**EXERCISE DESCRIPTION:** Your task is to transcribe the data exactly while omitting each picture.

**RECORDS PROVIDED:**
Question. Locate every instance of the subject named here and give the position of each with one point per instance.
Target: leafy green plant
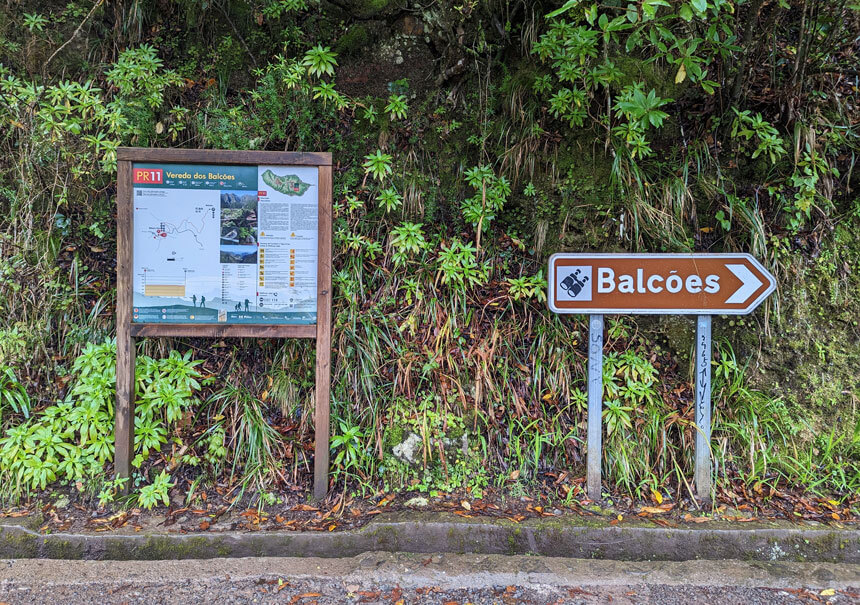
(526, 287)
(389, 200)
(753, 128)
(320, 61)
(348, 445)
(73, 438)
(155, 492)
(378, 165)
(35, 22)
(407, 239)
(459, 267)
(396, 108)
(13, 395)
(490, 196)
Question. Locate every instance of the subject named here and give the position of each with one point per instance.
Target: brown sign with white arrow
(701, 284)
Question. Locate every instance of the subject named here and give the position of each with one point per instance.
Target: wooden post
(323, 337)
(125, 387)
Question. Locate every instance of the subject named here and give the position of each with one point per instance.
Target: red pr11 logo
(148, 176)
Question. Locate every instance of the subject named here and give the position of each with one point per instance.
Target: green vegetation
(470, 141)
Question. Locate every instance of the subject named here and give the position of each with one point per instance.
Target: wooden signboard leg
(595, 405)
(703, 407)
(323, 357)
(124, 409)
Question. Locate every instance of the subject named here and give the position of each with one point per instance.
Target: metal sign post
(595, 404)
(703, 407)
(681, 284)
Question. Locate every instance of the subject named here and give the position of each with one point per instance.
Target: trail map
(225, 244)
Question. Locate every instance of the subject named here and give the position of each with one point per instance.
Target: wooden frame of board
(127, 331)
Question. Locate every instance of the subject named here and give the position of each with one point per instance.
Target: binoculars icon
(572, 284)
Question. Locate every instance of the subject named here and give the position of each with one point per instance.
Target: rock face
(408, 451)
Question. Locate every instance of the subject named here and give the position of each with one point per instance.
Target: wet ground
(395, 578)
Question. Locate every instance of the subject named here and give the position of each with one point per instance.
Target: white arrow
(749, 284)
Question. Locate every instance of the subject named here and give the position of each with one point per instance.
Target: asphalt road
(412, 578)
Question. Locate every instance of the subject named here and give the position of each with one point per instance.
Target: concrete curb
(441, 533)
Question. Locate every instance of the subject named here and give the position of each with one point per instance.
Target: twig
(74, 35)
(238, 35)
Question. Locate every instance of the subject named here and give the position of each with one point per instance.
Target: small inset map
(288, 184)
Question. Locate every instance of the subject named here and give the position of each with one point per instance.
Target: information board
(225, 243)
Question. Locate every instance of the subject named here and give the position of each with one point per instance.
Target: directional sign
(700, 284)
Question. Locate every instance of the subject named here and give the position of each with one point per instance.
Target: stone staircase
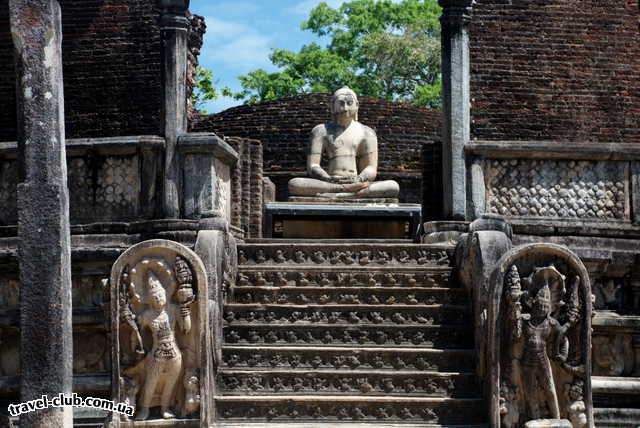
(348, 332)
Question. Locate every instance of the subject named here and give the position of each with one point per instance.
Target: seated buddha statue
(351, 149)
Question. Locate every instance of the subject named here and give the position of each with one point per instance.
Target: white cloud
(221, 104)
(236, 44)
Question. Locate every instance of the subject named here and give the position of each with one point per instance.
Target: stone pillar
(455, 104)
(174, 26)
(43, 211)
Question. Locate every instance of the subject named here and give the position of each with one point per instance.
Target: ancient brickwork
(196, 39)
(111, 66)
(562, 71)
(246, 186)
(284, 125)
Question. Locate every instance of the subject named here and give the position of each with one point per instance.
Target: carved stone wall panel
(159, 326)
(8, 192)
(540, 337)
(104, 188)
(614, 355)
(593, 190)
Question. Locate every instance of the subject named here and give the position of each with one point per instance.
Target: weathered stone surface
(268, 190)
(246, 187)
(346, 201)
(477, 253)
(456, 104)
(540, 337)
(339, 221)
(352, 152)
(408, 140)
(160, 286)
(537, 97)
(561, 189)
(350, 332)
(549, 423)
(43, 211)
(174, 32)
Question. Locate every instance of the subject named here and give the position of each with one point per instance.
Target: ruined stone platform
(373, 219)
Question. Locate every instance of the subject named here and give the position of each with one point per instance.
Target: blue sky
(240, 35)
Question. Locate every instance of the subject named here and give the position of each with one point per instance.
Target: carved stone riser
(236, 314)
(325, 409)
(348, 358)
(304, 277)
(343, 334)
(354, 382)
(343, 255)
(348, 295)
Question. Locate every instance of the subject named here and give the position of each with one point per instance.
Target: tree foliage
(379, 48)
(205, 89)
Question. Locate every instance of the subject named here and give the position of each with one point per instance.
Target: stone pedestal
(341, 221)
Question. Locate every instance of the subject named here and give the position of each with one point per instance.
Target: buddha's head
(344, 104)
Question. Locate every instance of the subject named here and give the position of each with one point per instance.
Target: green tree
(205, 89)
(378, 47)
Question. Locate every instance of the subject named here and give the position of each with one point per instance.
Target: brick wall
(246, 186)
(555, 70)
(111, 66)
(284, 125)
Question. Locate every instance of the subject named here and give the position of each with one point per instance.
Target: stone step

**FINAL ANSWER:**
Question. Locate every instance of the subject named here and give the position of each with one point per instance.
Target: leafy green plant
(526, 287)
(389, 200)
(753, 128)
(320, 61)
(348, 445)
(73, 438)
(155, 492)
(378, 165)
(35, 22)
(407, 239)
(459, 267)
(396, 108)
(13, 395)
(490, 196)
Question. Locate every instance of the subject named here and give the position of each with one point per instance.
Target: brown sign with white arrow
(701, 284)
Question. Locate every instance of the subject named here and give the position of each with one point per instance.
Target: wooden post
(323, 337)
(125, 387)
Question. Locate every instance of the subject named here and give the position of each with one point per instance.
Target: red pr11 logo
(148, 176)
Question. Locate every instance of the subject named here and give the position of each with one point per instance.
Target: green vegetation
(470, 141)
Question. Locate every instance of the subject named here and give the position of each with one point per instance.
Target: wooden signboard leg
(595, 405)
(703, 407)
(323, 357)
(124, 409)
Question. Locate every instance of the subject named here and give the position of each with one point per instance.
Target: metal sign post
(595, 404)
(703, 407)
(681, 284)
Question. Locate every instance of the subject named here and give the position of each with one point per instance.
Target: trail map
(225, 244)
Question. Locate every instance of the subject named here and give the position of each with one point per instance.
Target: wooden frame of board
(127, 331)
Question. Locate every instance of the subject named here and give the position of each with one point per instance.
Target: binoculars icon
(572, 284)
Question. Locate every instance of the subject named here and give the position of each with one point per instance.
Target: rock face
(408, 451)
Question. Locate every instance of the subject named here and give the position of each with one point per instance.
Target: wet ground
(395, 578)
Question. Locate every instance of the subject named here and give the position of each with one point per instance.
Target: white arrow
(749, 284)
Question. Locate every instance of the subject named here and give the position of each with one point per instance.
Target: asphalt road
(412, 578)
Question. Locate every instance of the subject named here and give the position of each with one point per instance.
Target: concrete curb
(441, 533)
Question. Locate every instance of the subject named here and give the position of each with one point per instance.
Target: twig
(74, 35)
(238, 35)
Question. Locate every instance of the subject named here and give the position of each with one point per instance.
Target: small inset map
(288, 184)
Question. Locate every instance of the subject named here and give the position of each with one point per instance.
Target: information board
(225, 243)
Question. Locate every instance of the subject named here and give the position of each with one point per instance.
Target: directional sign
(700, 284)
Question. Locate every instance of the subject named here and give the position of each with one point per instance.
Target: stone staircase
(348, 332)
Question. Locate every instance of the subject named here and give the position of each with one point per instance.
Target: seated buddha statue
(351, 149)
Question. Locate every instance of the subject named here and give the position of each with one point per instance.
Target: white cloud
(221, 104)
(236, 44)
Question. Locate every instance of the subject named here and give the position of each with one point per instance.
Target: stone pillar
(455, 104)
(174, 26)
(43, 211)
Question. Locate every instance of the subject named here and give the position of each with one point per instance.
Target: ancient brickwork
(196, 39)
(111, 66)
(562, 71)
(246, 186)
(284, 125)
Question. Locate every instance of the subject named here and give the position of each with one point per instance.
Target: carved stone wall panel
(159, 326)
(8, 192)
(540, 337)
(104, 188)
(614, 355)
(593, 190)
Question. Locate every instance of the subject named here and give the position of each with one point per instance.
Target: weathered stone surface
(268, 190)
(246, 187)
(346, 201)
(477, 253)
(456, 104)
(540, 337)
(339, 221)
(352, 152)
(408, 140)
(160, 286)
(537, 97)
(561, 189)
(350, 332)
(549, 423)
(43, 211)
(174, 32)
Question. Locate every instance of the subject named here and give the position of each with one point per instance.
Target: ruined stone platform
(373, 219)
Question. Locate every instance of the subject named here and give the position of each with one point per instance.
Target: blue sky
(240, 35)
Question. Locate every instance of the subject named here and give the position of each with one point per instance.
Target: carved stone riser
(236, 314)
(325, 409)
(348, 358)
(304, 277)
(343, 334)
(354, 382)
(343, 255)
(348, 295)
Question. Locate every instance of the subject named here and give the position of each with one point per instance.
Target: tree foliage
(379, 48)
(205, 89)
Question. Locate every instance of the subject named here and give the position of each with one point per instance.
Target: stone pedestal
(341, 221)
Question. Locate every instance of the subject named here and give the position of each with one point per instance.
Target: buddha's head
(344, 104)
Question. Locate every instance of the subject named here and give the position of each with one point per instance.
Target: green tree
(205, 89)
(378, 47)
Question. Locate every instance of the subject named here and give the position of each with one point per instance.
Target: brick wall
(246, 186)
(555, 70)
(111, 66)
(284, 125)
Question. Locate every instance of the subject named here and give the position of each with one point per instance.
Target: stone step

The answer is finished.